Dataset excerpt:
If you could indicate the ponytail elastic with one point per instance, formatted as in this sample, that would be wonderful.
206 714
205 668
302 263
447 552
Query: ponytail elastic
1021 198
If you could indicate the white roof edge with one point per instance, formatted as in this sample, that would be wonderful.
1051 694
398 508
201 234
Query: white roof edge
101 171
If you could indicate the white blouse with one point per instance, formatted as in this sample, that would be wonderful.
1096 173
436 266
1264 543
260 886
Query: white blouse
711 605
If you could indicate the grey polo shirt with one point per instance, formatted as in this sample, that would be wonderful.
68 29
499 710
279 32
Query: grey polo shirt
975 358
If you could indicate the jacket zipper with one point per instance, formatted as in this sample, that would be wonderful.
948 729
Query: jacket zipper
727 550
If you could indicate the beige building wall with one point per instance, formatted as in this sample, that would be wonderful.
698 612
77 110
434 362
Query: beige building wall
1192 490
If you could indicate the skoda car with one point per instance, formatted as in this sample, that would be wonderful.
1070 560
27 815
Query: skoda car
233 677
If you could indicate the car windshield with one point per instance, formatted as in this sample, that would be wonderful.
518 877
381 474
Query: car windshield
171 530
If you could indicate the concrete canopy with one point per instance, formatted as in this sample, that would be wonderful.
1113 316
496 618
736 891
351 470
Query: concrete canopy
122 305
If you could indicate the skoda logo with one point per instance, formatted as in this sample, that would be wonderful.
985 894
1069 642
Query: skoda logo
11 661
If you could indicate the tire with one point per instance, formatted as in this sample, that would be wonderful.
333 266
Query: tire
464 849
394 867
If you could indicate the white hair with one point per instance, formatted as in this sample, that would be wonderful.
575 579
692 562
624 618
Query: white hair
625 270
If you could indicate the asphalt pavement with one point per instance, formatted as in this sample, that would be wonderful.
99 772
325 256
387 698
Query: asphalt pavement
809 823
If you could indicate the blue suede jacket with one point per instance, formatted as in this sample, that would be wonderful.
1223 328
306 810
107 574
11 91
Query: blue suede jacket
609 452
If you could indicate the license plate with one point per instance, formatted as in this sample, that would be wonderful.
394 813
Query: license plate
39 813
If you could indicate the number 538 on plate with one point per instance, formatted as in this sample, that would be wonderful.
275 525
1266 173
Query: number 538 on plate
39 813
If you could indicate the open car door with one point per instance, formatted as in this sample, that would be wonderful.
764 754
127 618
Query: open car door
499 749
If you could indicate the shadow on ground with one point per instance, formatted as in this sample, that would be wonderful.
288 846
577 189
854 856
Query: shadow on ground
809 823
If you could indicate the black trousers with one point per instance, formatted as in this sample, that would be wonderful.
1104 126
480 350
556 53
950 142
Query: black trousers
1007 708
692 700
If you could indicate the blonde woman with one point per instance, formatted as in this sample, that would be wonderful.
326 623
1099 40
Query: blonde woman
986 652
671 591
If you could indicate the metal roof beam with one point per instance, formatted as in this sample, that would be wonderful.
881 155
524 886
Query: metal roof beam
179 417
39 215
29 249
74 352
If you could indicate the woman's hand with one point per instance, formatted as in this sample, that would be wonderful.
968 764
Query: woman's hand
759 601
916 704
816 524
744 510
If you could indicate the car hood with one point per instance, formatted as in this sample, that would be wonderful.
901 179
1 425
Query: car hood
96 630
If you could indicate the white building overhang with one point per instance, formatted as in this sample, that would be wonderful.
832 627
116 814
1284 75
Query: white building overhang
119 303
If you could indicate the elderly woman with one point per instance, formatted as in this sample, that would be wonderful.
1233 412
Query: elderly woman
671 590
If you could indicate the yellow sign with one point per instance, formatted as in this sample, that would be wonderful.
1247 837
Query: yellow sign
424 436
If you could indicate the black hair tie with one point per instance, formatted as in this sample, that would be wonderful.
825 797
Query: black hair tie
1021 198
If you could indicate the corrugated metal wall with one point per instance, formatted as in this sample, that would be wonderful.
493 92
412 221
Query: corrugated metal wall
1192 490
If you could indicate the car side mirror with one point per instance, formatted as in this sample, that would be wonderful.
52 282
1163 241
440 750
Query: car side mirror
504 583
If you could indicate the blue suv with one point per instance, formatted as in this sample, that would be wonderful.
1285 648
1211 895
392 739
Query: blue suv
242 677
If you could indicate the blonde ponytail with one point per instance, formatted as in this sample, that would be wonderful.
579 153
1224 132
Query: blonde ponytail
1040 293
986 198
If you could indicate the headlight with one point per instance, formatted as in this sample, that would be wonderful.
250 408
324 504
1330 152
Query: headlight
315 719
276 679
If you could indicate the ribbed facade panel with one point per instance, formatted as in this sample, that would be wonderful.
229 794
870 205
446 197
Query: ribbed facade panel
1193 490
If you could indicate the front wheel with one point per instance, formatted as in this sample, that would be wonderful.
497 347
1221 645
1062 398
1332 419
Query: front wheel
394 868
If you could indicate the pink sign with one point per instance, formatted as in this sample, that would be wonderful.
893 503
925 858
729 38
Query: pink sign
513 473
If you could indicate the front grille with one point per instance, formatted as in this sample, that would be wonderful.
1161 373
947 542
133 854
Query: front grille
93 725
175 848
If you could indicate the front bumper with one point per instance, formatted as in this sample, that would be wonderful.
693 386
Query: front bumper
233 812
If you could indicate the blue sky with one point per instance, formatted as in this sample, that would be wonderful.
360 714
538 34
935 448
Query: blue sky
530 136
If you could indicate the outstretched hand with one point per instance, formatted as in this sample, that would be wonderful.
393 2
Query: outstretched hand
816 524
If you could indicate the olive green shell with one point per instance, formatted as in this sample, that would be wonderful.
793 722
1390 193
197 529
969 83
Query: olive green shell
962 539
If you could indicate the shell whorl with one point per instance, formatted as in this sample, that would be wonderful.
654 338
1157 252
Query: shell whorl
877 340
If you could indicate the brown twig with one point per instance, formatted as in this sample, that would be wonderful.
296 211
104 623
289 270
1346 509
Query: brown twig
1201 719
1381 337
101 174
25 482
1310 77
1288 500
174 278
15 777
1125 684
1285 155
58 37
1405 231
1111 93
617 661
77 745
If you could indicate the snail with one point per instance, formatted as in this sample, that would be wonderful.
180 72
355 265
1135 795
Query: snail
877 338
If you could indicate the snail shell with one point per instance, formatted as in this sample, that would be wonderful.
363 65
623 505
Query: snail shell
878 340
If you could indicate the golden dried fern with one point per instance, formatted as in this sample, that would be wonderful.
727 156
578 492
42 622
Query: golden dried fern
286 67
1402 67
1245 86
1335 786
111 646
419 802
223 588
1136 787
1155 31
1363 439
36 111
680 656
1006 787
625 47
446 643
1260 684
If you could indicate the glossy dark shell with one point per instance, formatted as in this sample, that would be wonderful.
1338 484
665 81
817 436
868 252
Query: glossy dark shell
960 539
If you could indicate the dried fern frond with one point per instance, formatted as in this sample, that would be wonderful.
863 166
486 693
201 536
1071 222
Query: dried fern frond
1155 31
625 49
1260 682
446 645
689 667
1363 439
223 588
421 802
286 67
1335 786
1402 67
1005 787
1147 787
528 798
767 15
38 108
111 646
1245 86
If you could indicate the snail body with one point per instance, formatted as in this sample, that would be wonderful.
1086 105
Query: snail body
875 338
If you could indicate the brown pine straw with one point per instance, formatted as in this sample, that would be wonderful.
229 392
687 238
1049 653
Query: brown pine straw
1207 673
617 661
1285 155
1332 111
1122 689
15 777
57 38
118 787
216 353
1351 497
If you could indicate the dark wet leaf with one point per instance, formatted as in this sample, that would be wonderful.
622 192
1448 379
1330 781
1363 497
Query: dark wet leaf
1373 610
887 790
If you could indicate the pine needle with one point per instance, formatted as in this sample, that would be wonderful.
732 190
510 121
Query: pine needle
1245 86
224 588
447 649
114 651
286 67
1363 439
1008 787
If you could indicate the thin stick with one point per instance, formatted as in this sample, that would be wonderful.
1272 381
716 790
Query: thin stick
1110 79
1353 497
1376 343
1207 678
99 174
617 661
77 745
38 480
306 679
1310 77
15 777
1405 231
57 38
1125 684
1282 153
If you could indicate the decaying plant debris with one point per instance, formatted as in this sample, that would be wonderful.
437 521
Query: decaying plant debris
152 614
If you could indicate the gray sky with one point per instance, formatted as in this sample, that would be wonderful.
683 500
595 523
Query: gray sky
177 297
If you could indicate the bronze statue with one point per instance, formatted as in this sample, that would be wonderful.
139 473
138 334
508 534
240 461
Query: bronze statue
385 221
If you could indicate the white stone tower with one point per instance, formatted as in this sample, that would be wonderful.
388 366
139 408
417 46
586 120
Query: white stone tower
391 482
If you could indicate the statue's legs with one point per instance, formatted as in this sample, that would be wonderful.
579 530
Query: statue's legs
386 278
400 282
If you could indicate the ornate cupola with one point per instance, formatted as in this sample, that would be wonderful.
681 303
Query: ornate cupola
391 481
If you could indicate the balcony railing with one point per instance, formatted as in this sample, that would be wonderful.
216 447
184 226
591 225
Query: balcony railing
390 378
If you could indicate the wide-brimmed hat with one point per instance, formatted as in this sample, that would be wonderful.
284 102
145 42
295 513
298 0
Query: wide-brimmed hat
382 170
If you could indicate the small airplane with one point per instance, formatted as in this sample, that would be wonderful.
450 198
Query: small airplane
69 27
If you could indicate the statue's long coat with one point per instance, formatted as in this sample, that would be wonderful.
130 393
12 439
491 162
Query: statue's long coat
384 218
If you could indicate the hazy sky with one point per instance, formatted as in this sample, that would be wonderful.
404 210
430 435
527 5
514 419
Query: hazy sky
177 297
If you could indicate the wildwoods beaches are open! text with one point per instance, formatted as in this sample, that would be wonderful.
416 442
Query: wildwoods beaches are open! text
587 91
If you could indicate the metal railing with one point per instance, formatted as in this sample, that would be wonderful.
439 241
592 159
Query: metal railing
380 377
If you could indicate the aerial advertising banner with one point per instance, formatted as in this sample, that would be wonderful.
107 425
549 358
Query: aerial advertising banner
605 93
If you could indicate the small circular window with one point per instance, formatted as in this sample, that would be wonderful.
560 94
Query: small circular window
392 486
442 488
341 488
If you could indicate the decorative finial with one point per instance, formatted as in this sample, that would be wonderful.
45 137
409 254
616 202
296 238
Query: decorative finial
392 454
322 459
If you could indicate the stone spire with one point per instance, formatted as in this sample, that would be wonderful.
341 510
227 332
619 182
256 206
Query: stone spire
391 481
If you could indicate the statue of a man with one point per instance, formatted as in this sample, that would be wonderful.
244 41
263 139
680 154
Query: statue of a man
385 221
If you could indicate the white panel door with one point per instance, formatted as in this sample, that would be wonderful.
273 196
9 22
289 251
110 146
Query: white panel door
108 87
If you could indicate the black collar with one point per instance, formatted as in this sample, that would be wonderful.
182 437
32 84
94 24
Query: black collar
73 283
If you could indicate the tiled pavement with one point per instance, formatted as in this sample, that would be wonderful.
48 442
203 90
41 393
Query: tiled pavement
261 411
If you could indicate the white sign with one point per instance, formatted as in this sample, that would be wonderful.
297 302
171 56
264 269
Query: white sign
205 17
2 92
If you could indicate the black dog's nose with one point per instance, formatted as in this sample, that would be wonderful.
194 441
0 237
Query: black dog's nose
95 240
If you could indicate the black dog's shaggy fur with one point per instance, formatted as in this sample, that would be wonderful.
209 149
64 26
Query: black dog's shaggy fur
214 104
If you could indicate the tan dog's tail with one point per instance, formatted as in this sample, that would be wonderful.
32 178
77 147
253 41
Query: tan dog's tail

▸ **Do this**
All lines from the one that contains "If you could indicate the tiled" through the end of the material are to be quoted exactly, with both ends included.

▸ **Result**
If you could indicate the tiled pavement with one point per instance, formatted as in this sample, that would be wonderful.
48 442
203 90
41 393
Query: tiled pavement
261 411
If you could indicate the white sign with one point per instance, formatted as in this sample, that would be wonderful.
297 302
171 56
264 269
Query: white sign
205 17
2 92
If you could indicate the black dog's nose with one point per instance, formatted as in this sample, that would be wonderful.
194 441
0 237
Query: black dog's nose
95 240
If you could indicate the black dog's shaggy fur with one point per instance, formatted as in this sample, that would be wonderful.
209 149
64 26
Query: black dog's shaggy fur
214 104
If you could indicate the tan dog's tail with one point per instance, formatted as in this sample, that would be wonderful.
32 178
77 147
253 41
Query: tan dog's tail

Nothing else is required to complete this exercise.